[Stored dataset items]
_ _ _ _ _ _ _
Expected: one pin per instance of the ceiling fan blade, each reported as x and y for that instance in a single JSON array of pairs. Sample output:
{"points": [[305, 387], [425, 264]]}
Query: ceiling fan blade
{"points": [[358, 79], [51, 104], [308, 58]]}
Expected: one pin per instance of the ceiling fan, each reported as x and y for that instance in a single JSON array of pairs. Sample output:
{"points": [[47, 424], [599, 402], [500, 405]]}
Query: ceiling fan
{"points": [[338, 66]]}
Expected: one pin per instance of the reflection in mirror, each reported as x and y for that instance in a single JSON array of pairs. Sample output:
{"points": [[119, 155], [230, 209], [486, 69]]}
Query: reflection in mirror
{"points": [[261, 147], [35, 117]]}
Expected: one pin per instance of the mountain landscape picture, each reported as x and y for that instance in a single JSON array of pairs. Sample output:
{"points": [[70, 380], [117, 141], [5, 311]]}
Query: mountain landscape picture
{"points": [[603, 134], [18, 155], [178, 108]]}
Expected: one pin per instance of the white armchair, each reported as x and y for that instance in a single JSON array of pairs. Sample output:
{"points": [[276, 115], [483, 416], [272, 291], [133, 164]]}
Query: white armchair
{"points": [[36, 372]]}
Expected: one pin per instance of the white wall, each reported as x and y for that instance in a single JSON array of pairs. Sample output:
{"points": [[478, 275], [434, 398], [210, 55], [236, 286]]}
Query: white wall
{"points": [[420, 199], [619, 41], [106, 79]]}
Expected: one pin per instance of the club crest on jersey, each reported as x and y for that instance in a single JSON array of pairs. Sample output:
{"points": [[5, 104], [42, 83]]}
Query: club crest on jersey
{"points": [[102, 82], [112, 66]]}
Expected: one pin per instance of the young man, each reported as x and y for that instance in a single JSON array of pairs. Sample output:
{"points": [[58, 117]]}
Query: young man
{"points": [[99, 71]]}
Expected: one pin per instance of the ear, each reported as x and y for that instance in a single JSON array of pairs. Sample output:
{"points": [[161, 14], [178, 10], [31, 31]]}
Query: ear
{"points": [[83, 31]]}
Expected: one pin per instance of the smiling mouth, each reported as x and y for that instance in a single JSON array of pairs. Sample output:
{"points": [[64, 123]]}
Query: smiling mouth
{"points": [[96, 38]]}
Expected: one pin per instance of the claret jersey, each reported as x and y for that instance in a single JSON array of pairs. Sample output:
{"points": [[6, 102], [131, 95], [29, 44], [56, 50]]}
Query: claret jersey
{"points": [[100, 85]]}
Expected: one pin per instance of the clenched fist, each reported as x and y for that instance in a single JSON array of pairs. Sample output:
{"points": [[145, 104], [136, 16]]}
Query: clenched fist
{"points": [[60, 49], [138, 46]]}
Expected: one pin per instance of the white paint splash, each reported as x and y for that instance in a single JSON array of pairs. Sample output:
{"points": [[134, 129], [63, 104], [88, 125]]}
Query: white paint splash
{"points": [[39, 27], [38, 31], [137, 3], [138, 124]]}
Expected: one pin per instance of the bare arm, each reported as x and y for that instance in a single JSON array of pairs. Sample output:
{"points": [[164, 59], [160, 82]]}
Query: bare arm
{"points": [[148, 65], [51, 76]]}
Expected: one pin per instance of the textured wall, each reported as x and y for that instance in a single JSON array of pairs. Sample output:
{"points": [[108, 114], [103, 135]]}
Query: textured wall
_ _ _ _ _ _ _
## YOUR TASK
Each record above, from first to last, should be written out again exactly.

## SOLUTION TO THE EXERCISE
Expected: one pin per instance of the ceiling fan blade, each reported as x and y for that instance in a single JSON array of pairs. Sample output:
{"points": [[305, 387], [425, 264]]}
Query: ceiling fan blade
{"points": [[358, 79], [51, 104], [308, 58]]}
Expected: one pin per instance of the ceiling fan, each reported as x and y for that instance in a single JSON array of pairs. Sample output:
{"points": [[47, 424], [599, 402], [500, 405]]}
Query: ceiling fan
{"points": [[338, 66]]}
Expected: one pin per instance of the reflection in mirror, each reported as x and y for that instance in a single JSON array of pairs. Sample output:
{"points": [[119, 155], [230, 209], [486, 69]]}
Query: reflection in mirror
{"points": [[261, 147], [35, 117]]}
Expected: one pin per instance of the mountain landscape picture, each reported as x and y for that instance in a single JSON array of pairs. Sample output:
{"points": [[70, 380], [117, 141], [5, 311]]}
Query: mountain landscape picture
{"points": [[603, 134], [18, 155], [178, 108]]}
Expected: one pin per instance of the white armchair, each reported as x and y for that instance in a single JSON array of pairs. Sample output:
{"points": [[276, 115], [483, 416], [272, 291], [133, 164]]}
Query: white armchair
{"points": [[36, 372]]}
Expected: one pin per instance of the white wall, each reported as x and y for that instance in a single JSON array of pairs. Sample output:
{"points": [[478, 275], [434, 398], [210, 55], [236, 286]]}
Query: white wall
{"points": [[420, 199], [619, 41], [106, 79]]}
Expected: one pin per instance of the club crest on jersey, each reported as x and y for that instance in a single JSON array of pairs. Sample output:
{"points": [[5, 104], [42, 83]]}
Query: club crest on jersey
{"points": [[102, 82], [112, 66]]}
Expected: one pin per instance of the young man, each reported as x and y for that instance in a single JSON array of pairs. Sample output:
{"points": [[58, 117]]}
Query: young man
{"points": [[99, 71]]}
Expected: one pin per instance of the ear, each reported as x and y for that instance in a single JSON array of pairs. Sample output:
{"points": [[161, 14], [178, 10], [31, 31]]}
Query: ear
{"points": [[83, 31]]}
Expected: one pin per instance of the smiling mouth, each reported as x and y for that instance in a single JSON array of pairs. Sample output:
{"points": [[64, 123]]}
Query: smiling mouth
{"points": [[96, 38]]}
Expected: one pin per instance of the claret jersey, each reported as x and y for that instance in a single JSON array of pairs. Sample output:
{"points": [[6, 102], [131, 95], [29, 44], [56, 50]]}
Query: claret jersey
{"points": [[100, 85]]}
Expected: one pin per instance of the clenched fist, each reported as x and y for that instance in a single JSON array of pairs. Sample output:
{"points": [[145, 104], [136, 16]]}
Query: clenched fist
{"points": [[60, 49], [138, 46]]}
Expected: one pin per instance of the white paint splash, each reported as x and y for that instance in a single JSON array of pairs. Sample output:
{"points": [[134, 129], [63, 104], [88, 125]]}
Query: white paint splash
{"points": [[39, 27], [38, 31], [137, 3], [138, 124]]}
Expected: one pin per instance of the bare arm, each reported as x and y for that instance in a single JSON array of pairs. Sample output:
{"points": [[164, 59], [160, 82]]}
Query: bare arm
{"points": [[148, 65], [51, 76]]}
Expected: one pin per instance of the textured wall, each reported as x and y for that instance in a single JSON array of pairs. Sample output:
{"points": [[108, 114], [103, 135]]}
Query: textured wall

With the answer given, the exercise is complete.